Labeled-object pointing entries
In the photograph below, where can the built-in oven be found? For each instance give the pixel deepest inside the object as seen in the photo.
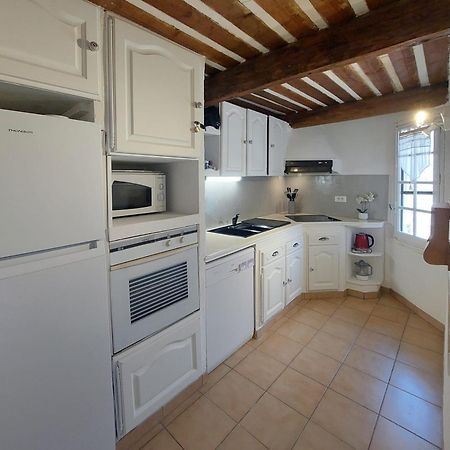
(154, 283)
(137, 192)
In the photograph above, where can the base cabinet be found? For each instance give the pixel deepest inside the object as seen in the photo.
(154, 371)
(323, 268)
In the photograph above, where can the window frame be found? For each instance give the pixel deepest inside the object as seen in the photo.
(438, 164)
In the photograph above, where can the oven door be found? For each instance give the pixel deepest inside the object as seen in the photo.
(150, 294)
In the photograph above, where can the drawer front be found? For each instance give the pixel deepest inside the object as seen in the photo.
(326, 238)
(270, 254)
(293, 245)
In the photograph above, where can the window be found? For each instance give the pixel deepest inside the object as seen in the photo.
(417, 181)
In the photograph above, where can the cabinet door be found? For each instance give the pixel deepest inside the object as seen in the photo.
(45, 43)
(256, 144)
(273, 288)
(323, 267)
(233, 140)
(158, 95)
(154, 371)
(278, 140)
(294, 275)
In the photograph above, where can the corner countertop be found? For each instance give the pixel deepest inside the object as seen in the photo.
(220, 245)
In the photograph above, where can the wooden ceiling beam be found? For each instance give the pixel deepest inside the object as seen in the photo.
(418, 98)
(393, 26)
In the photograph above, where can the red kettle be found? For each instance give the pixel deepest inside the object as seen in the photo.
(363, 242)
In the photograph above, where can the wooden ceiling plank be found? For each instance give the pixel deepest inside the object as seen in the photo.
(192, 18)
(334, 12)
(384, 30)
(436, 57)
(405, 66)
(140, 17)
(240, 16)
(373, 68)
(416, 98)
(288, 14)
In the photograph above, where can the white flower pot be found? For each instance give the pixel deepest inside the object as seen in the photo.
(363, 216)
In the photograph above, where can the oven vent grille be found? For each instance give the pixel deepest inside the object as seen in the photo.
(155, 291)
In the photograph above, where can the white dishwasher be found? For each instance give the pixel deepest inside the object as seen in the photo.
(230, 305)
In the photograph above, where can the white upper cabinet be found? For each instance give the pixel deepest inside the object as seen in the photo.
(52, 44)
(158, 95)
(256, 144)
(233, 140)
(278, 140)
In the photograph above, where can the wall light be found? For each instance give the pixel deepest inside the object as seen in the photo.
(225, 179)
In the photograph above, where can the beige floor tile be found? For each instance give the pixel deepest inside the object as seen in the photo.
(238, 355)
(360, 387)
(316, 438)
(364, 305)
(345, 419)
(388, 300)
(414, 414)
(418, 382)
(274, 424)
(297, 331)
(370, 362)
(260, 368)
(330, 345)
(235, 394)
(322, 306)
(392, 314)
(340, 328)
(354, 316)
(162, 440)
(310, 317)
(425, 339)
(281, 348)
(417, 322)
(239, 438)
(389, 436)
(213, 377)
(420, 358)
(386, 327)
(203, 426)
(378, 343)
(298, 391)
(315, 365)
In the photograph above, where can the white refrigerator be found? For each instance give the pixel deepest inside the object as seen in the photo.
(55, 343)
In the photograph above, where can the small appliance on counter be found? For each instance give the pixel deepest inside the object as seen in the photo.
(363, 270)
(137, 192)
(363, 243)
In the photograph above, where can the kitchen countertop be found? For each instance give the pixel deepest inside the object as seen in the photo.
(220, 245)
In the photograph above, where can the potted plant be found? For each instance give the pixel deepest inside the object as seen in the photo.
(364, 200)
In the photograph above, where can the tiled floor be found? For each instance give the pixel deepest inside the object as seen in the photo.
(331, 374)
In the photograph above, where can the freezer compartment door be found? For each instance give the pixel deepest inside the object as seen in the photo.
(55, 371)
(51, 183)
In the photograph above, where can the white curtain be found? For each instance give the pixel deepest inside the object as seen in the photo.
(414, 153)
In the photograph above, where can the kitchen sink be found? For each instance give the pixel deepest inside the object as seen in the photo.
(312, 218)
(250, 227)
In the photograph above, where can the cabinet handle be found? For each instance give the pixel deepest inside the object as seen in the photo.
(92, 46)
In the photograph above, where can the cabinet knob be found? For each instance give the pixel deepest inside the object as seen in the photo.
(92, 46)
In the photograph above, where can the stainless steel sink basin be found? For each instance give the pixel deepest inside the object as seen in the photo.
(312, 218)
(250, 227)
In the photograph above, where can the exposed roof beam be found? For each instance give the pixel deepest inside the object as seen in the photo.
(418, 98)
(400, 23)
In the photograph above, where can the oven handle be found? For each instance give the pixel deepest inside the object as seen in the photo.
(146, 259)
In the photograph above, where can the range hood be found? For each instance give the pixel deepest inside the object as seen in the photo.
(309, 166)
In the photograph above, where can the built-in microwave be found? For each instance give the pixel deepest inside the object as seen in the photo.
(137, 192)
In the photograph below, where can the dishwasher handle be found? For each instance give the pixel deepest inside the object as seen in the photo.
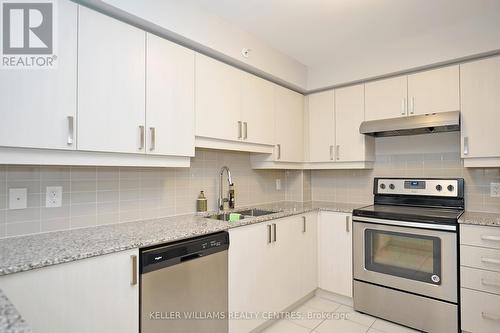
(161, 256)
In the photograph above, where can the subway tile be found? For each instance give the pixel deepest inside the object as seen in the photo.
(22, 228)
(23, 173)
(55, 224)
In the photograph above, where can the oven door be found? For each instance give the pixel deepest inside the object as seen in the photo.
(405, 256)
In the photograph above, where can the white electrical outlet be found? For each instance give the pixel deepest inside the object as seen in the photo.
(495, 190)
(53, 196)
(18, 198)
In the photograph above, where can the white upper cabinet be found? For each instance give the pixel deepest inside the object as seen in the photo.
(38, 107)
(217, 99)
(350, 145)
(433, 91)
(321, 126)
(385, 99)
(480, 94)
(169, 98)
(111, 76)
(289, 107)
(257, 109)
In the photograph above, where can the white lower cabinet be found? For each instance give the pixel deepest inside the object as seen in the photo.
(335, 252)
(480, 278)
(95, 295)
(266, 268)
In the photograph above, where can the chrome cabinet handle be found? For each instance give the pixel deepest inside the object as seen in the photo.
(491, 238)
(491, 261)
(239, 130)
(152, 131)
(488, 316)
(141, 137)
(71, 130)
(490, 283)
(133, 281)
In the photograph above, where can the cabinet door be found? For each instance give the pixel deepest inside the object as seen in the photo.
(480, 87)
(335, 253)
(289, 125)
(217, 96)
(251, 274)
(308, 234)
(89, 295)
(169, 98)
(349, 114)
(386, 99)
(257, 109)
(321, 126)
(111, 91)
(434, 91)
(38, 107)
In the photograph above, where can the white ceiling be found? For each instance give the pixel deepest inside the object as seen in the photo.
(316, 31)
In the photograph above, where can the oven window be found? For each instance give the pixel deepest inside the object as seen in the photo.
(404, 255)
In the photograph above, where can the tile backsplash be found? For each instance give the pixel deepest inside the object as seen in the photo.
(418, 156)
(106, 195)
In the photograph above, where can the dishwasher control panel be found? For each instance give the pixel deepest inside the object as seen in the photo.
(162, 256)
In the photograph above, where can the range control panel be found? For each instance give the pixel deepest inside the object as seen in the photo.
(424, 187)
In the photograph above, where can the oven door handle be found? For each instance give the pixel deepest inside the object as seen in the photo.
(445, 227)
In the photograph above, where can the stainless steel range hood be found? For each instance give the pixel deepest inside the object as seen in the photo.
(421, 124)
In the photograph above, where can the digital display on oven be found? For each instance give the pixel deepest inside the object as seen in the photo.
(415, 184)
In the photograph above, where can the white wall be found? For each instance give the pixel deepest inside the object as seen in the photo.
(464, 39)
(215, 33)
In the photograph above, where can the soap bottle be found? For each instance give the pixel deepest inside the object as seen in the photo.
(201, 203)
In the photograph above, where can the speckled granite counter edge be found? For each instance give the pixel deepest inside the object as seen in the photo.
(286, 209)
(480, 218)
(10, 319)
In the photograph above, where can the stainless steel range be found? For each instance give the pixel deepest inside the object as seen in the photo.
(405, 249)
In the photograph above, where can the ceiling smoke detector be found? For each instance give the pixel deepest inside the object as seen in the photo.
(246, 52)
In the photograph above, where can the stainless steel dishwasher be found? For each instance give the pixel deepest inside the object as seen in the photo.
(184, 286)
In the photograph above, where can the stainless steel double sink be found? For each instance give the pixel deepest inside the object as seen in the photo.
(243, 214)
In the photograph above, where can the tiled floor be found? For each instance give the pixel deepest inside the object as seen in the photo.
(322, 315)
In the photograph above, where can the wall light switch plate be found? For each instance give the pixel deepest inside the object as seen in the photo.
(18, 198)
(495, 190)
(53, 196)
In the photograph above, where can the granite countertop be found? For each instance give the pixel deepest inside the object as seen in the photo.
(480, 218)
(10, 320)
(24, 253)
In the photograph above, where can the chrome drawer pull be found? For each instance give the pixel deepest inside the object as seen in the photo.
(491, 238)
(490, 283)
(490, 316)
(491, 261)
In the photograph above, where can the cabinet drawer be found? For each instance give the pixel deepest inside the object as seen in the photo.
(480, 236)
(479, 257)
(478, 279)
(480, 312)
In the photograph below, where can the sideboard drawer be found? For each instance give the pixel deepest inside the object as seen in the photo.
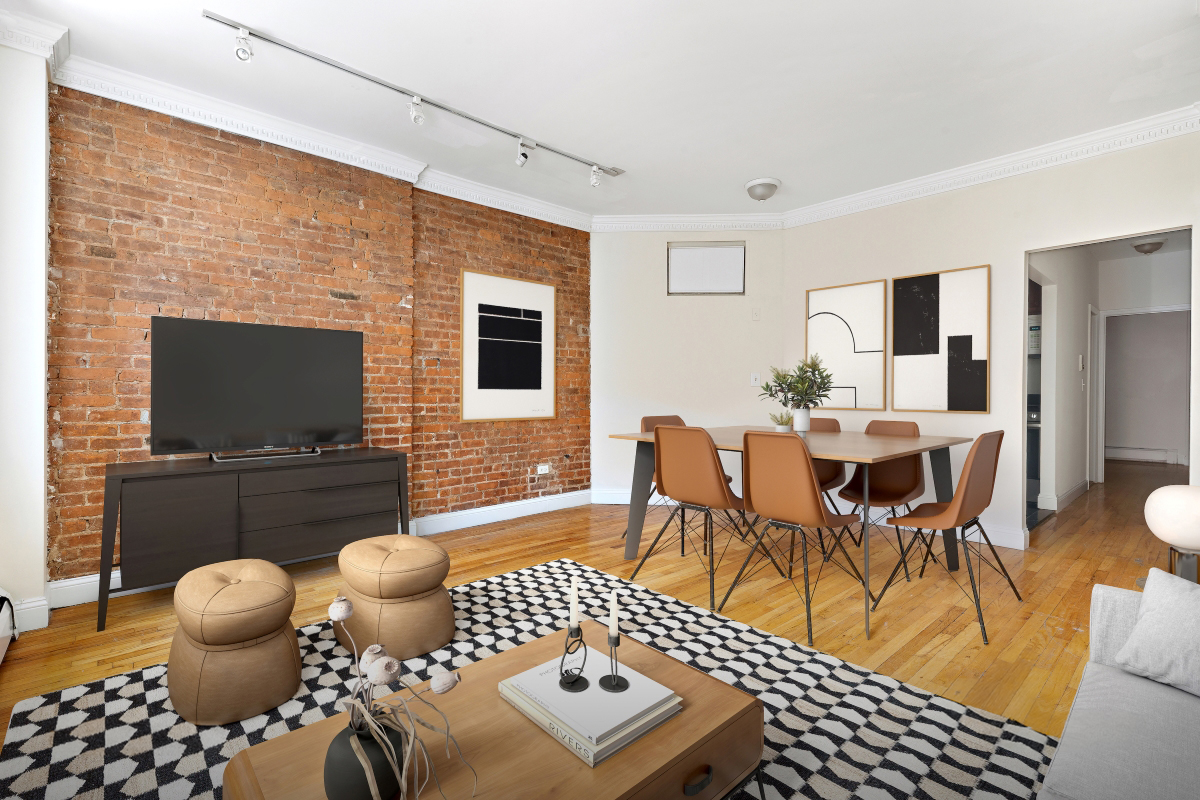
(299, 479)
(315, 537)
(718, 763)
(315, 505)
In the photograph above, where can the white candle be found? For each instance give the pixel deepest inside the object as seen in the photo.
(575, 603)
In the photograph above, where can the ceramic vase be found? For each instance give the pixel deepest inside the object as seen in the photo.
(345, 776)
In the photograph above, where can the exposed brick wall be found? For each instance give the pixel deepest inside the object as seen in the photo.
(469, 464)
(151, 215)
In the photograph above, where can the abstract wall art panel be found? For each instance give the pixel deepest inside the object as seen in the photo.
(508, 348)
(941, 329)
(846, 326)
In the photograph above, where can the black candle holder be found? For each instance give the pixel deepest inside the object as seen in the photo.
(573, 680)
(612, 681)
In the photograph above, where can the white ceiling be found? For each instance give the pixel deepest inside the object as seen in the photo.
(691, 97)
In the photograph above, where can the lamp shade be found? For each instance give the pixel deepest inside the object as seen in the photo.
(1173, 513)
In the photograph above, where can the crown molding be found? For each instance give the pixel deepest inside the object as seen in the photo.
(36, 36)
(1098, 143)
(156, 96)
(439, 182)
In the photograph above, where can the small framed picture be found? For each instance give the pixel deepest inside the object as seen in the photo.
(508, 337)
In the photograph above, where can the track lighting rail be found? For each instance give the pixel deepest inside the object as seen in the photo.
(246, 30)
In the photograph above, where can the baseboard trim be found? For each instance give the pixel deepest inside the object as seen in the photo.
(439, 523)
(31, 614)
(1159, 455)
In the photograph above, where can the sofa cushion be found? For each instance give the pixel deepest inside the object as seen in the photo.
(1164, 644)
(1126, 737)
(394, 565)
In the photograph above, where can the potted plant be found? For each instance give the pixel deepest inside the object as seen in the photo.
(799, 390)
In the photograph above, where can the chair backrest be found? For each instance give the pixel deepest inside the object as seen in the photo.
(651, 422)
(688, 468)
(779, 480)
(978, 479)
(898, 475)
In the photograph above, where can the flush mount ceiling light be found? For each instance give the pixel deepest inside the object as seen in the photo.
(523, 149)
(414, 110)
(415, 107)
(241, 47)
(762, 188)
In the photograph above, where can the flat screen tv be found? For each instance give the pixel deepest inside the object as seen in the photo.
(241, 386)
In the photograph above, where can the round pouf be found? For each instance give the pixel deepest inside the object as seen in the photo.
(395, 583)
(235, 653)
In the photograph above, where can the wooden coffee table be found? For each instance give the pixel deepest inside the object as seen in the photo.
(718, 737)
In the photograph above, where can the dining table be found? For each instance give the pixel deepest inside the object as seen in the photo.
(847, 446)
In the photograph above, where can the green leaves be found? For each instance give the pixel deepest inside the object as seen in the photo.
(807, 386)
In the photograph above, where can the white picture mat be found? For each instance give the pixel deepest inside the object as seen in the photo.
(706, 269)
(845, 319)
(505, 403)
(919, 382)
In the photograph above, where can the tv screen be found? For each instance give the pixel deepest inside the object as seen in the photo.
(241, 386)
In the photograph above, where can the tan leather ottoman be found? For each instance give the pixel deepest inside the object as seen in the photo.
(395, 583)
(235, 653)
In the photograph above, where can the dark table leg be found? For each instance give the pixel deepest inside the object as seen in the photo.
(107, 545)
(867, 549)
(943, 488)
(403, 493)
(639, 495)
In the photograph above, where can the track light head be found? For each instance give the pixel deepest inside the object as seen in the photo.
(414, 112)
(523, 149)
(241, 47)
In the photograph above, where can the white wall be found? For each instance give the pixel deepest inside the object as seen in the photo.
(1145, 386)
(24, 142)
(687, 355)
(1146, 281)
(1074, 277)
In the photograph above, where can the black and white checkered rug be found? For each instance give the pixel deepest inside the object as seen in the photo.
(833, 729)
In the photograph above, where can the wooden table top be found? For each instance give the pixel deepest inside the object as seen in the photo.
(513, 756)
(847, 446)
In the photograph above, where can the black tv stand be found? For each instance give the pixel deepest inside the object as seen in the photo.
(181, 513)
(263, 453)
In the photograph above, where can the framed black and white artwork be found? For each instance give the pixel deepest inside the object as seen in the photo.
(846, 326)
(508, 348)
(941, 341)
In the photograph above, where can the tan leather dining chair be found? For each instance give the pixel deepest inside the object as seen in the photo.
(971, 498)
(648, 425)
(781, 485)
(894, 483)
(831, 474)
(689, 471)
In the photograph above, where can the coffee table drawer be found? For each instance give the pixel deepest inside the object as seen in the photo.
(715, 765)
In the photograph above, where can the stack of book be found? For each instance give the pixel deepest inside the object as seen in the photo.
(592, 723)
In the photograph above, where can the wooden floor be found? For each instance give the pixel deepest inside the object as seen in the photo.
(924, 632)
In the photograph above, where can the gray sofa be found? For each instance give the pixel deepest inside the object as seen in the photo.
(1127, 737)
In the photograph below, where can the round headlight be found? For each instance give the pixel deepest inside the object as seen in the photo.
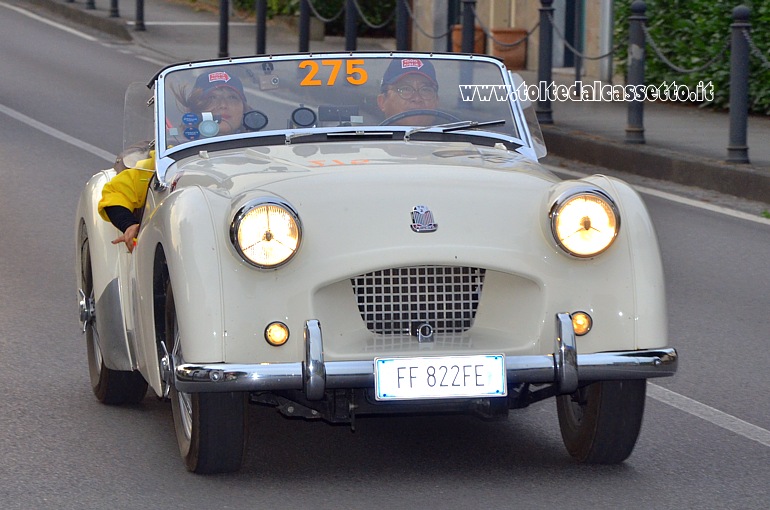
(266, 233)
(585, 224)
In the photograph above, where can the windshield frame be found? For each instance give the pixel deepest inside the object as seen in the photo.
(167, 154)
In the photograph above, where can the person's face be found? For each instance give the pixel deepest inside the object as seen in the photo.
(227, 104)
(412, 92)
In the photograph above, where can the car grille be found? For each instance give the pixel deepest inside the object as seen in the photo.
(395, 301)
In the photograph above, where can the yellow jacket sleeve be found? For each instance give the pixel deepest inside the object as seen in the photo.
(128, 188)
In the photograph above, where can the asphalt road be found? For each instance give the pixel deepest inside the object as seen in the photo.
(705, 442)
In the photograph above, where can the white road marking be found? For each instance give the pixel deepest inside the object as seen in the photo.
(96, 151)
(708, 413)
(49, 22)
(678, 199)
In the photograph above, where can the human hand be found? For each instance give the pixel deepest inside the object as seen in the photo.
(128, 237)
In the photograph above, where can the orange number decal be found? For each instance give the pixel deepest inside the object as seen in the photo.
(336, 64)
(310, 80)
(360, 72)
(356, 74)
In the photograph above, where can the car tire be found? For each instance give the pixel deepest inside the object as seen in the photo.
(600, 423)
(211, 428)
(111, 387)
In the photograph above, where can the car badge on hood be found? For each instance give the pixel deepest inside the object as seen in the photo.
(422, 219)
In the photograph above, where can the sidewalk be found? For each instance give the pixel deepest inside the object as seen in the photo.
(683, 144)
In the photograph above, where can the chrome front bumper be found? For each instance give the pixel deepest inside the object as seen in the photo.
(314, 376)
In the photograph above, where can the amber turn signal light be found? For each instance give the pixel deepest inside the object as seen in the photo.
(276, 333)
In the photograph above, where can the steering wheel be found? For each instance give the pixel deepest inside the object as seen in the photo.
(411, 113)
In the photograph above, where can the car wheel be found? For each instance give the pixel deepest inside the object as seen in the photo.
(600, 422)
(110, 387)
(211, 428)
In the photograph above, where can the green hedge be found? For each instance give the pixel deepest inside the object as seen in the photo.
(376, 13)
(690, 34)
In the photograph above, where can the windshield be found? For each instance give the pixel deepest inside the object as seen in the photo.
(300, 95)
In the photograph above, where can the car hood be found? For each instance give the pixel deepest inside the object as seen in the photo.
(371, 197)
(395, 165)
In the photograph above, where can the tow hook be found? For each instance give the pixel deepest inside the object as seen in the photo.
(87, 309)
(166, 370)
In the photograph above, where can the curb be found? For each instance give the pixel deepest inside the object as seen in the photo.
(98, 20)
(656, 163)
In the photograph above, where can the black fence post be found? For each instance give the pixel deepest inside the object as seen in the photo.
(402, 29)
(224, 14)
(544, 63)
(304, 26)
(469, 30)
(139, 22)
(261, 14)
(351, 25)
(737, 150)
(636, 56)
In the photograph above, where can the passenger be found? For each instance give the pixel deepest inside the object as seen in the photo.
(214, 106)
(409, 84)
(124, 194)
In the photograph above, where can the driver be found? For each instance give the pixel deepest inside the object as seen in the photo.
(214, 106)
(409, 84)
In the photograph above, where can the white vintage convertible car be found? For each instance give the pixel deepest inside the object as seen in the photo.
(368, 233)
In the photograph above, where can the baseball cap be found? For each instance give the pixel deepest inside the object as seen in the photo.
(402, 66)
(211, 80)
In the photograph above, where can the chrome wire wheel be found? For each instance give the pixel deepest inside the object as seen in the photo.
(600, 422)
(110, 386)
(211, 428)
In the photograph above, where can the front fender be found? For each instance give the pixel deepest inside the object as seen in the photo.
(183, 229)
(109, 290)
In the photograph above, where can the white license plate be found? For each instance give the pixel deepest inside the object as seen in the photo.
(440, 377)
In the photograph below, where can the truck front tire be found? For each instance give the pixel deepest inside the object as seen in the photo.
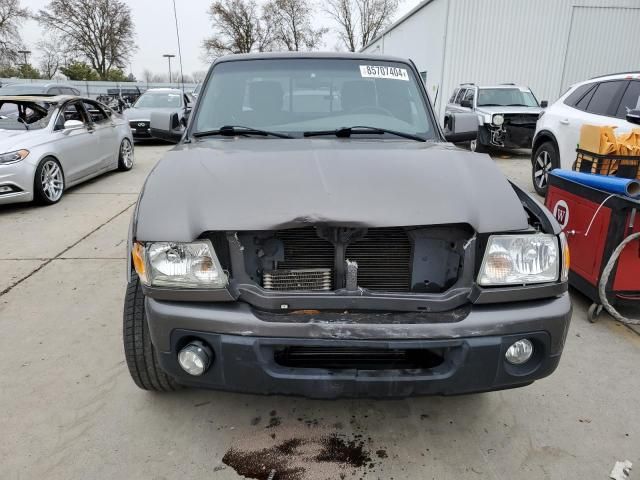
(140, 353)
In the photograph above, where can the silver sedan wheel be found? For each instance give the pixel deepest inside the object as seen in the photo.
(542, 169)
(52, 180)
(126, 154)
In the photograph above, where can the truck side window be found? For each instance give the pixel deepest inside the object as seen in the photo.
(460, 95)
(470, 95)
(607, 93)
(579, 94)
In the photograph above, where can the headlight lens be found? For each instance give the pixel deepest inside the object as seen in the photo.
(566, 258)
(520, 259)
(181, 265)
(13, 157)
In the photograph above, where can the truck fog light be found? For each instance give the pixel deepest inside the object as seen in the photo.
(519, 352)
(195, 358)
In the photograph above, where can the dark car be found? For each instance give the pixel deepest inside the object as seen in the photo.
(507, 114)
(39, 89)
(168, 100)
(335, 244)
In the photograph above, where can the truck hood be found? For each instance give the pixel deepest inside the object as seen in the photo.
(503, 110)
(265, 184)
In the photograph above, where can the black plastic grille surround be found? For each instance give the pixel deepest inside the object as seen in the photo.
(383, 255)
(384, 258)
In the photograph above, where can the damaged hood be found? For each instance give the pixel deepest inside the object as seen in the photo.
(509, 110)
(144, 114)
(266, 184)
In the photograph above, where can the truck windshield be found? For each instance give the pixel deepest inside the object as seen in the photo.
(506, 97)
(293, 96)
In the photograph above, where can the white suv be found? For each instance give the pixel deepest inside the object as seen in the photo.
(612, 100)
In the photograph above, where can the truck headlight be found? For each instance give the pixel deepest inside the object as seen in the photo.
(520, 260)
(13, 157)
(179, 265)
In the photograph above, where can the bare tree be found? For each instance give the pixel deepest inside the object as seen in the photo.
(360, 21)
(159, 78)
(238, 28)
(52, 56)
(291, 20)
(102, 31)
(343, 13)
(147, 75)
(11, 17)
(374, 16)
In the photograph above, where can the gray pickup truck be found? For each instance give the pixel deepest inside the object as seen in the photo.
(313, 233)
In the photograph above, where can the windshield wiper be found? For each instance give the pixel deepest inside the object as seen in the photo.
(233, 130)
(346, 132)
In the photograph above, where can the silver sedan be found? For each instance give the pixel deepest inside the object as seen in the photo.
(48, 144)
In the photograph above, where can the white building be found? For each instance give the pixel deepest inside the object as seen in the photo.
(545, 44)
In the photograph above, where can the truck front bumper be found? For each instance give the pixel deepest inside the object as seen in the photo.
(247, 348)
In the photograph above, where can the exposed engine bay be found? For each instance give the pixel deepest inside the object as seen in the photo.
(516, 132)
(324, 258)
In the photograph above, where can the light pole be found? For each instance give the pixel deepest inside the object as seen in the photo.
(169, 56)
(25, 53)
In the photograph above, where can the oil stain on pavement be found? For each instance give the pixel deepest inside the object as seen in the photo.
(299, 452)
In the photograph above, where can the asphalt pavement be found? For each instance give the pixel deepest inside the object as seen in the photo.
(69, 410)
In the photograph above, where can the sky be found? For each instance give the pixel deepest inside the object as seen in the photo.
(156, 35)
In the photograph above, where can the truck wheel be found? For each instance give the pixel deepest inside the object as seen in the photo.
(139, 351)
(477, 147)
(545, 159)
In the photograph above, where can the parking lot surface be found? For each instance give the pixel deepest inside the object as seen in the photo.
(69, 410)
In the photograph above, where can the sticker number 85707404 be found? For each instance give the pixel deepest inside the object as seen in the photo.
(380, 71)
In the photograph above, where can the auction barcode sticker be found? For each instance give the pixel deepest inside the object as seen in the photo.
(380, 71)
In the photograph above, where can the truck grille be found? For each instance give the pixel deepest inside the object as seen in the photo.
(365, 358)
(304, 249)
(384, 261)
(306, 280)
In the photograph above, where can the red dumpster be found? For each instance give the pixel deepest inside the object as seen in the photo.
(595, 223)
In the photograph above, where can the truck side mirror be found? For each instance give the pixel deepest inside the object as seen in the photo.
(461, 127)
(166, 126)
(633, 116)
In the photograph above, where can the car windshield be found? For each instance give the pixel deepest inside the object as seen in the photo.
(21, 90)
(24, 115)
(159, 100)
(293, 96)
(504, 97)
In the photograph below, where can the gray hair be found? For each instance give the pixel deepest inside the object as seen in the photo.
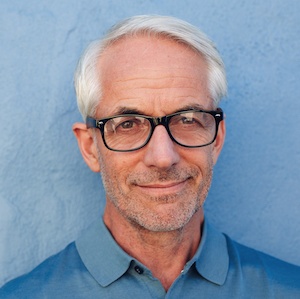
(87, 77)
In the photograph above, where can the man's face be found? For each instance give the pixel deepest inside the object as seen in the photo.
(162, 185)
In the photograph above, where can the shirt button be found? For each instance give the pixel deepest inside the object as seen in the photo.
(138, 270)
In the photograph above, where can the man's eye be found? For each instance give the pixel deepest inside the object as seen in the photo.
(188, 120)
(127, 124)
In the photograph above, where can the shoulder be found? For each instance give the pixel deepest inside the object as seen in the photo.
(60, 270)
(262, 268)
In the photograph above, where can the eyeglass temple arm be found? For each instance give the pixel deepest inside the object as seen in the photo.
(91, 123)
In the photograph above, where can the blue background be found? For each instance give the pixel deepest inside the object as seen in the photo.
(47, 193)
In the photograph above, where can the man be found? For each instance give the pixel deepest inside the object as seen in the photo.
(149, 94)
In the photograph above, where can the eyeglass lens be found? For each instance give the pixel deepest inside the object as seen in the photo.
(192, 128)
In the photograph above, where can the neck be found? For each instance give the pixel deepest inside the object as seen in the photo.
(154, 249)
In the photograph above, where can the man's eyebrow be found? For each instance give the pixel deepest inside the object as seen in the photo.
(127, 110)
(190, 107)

PROBLEM
Copy out, word for word, the stretch of lines from the one containing "In the photograph above, where can the tan leather ottoman" through the one containing "(1074, 277)".

EXERCISE SOLUTION
In the photograph above, where can the tan leather ottoman be found? For each instance give the pixel deepest inside the object as seen in the photo.
(395, 583)
(235, 653)
In the photograph above, where can the dark table leg be found? For each instance give the pixel deepest inside the object as seen in the photo.
(107, 545)
(867, 549)
(943, 488)
(403, 493)
(639, 495)
In the photograph above, where can the track light head be found? For each instance give the pixel deepest inside the object as seen in the photo.
(414, 112)
(523, 149)
(241, 47)
In the photograph above, where can the white wall be found? For each instance give the pixel deepest inside the object as seen in the photo.
(1145, 386)
(24, 142)
(687, 355)
(1146, 281)
(1074, 277)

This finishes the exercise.